_Your instructions_
All of the records are to be copied out exactly, with nothing left out.

_Source data_
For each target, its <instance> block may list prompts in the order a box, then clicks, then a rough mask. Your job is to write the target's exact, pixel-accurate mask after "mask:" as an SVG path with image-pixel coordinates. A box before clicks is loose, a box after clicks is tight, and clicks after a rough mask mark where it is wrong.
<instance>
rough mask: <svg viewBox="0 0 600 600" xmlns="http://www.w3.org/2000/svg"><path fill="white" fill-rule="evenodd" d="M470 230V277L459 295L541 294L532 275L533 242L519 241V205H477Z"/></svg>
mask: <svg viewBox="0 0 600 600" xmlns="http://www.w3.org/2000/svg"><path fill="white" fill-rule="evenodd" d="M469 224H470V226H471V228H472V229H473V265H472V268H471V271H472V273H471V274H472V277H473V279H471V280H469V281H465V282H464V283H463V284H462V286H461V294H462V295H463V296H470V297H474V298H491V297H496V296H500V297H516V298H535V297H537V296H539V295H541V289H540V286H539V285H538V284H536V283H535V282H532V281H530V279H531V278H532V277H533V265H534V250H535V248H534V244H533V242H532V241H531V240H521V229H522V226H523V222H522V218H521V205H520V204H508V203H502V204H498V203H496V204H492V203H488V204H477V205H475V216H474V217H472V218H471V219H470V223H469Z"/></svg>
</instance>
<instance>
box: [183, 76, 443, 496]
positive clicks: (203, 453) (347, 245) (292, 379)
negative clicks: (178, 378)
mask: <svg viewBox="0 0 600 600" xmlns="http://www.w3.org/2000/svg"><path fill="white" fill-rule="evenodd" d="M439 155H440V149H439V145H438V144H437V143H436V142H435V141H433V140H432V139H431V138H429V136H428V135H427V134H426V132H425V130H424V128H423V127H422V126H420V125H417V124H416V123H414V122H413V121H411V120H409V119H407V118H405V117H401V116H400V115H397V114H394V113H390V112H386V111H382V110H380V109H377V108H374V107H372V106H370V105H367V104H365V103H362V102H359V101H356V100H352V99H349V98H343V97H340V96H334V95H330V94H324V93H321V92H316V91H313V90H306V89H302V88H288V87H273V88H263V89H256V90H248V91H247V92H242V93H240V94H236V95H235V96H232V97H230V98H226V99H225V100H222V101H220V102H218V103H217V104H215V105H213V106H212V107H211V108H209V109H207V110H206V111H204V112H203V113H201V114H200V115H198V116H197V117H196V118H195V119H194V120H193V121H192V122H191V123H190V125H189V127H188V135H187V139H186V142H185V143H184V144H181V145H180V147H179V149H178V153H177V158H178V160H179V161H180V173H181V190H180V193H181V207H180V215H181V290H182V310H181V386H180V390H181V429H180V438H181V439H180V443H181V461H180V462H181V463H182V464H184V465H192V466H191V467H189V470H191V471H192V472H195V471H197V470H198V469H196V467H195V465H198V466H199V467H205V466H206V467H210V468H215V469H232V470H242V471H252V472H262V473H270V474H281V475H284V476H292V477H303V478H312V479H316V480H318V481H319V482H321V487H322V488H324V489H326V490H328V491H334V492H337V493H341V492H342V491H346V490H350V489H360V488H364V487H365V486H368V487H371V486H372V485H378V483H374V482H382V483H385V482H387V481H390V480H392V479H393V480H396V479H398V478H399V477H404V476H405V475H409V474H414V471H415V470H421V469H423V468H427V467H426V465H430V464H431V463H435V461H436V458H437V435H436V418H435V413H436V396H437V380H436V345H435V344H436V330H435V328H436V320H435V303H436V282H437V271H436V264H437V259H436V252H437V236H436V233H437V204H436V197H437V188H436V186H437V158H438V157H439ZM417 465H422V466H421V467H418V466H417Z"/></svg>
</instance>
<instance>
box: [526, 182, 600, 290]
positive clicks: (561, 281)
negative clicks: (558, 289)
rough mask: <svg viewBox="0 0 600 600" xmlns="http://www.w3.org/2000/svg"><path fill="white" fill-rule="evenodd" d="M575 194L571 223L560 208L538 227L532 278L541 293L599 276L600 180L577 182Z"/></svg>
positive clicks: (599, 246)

_Solution for this exercise_
For each target, its <instance> block may list prompts in the order a box, then clicks, then a rough mask. Your job is to write the target's exact, pixel-accurate mask after "mask:" as an SVG path with image-pixel coordinates. A box before clicks is loose, a box after clicks is tight, and clicks after a rough mask mark where it is wrong.
<instance>
rough mask: <svg viewBox="0 0 600 600" xmlns="http://www.w3.org/2000/svg"><path fill="white" fill-rule="evenodd" d="M470 230V277L459 295L541 294L532 275L533 242L519 241V205H477Z"/></svg>
mask: <svg viewBox="0 0 600 600" xmlns="http://www.w3.org/2000/svg"><path fill="white" fill-rule="evenodd" d="M469 224H470V226H471V228H472V229H473V265H472V268H471V271H472V273H471V274H472V277H473V279H471V280H469V281H465V282H464V283H463V284H462V286H461V294H462V295H463V296H470V297H474V298H491V297H496V296H500V297H516V298H535V297H537V296H539V295H541V289H540V286H539V285H538V284H536V283H535V282H532V281H530V279H531V278H532V277H533V265H534V250H535V248H534V244H533V242H532V241H531V240H521V229H522V226H523V222H522V218H521V205H520V204H508V203H502V204H498V203H496V204H492V203H488V204H477V205H475V216H474V217H472V218H471V219H470V223H469Z"/></svg>
</instance>
<instance>
box: [183, 76, 443, 496]
positive clicks: (203, 453) (347, 245) (292, 379)
negative clicks: (178, 378)
mask: <svg viewBox="0 0 600 600" xmlns="http://www.w3.org/2000/svg"><path fill="white" fill-rule="evenodd" d="M439 155H440V149H439V145H438V144H437V143H436V142H435V141H433V140H432V139H431V138H429V136H428V135H427V134H426V132H425V130H424V128H423V127H422V126H420V125H417V124H416V123H414V122H413V121H411V120H409V119H407V118H405V117H401V116H400V115H397V114H394V113H390V112H386V111H382V110H380V109H377V108H374V107H372V106H370V105H367V104H365V103H362V102H359V101H356V100H352V99H349V98H343V97H340V96H334V95H330V94H324V93H321V92H316V91H313V90H306V89H302V88H288V87H273V88H263V89H256V90H248V91H247V92H242V93H240V94H236V95H235V96H232V97H230V98H226V99H225V100H222V101H220V102H218V103H217V104H215V105H213V106H212V107H211V108H209V109H207V110H206V111H204V112H203V113H201V114H200V115H198V116H197V117H196V118H195V119H194V120H193V121H192V122H191V123H190V125H189V127H188V135H187V139H186V142H185V143H184V144H181V145H180V147H179V149H178V153H177V158H178V160H179V161H180V173H181V190H180V193H181V207H180V215H181V290H182V310H181V386H180V390H181V429H180V438H181V439H180V443H181V461H180V462H181V463H182V464H184V465H192V466H191V467H189V470H191V471H192V472H195V471H197V470H198V469H196V467H195V465H198V466H199V467H205V466H206V467H210V468H215V469H232V470H242V471H252V472H262V473H270V474H281V475H284V476H292V477H303V478H312V479H316V480H318V481H319V482H321V487H322V488H324V489H326V490H328V491H334V492H337V493H341V492H342V491H346V490H350V489H360V488H364V487H365V486H368V487H371V486H372V485H378V483H374V482H382V483H385V482H387V481H390V480H392V479H393V480H396V479H398V478H399V477H404V476H405V475H409V474H414V471H415V470H421V469H423V468H427V467H426V465H430V464H431V463H435V461H436V458H437V435H436V418H435V413H436V396H437V380H436V345H435V344H436V330H435V328H436V320H435V303H436V282H437V271H436V264H437V259H436V252H437V236H436V233H437V204H436V197H437V188H436V186H437V158H438V157H439ZM417 465H422V466H421V467H418V466H417Z"/></svg>
</instance>
<instance>
box: [526, 182, 600, 290]
positive clicks: (561, 281)
negative clicks: (558, 289)
rough mask: <svg viewBox="0 0 600 600" xmlns="http://www.w3.org/2000/svg"><path fill="white" fill-rule="evenodd" d="M575 194L571 223L560 208L538 227L532 278L541 293L599 276L600 180L577 182Z"/></svg>
positive clicks: (599, 246)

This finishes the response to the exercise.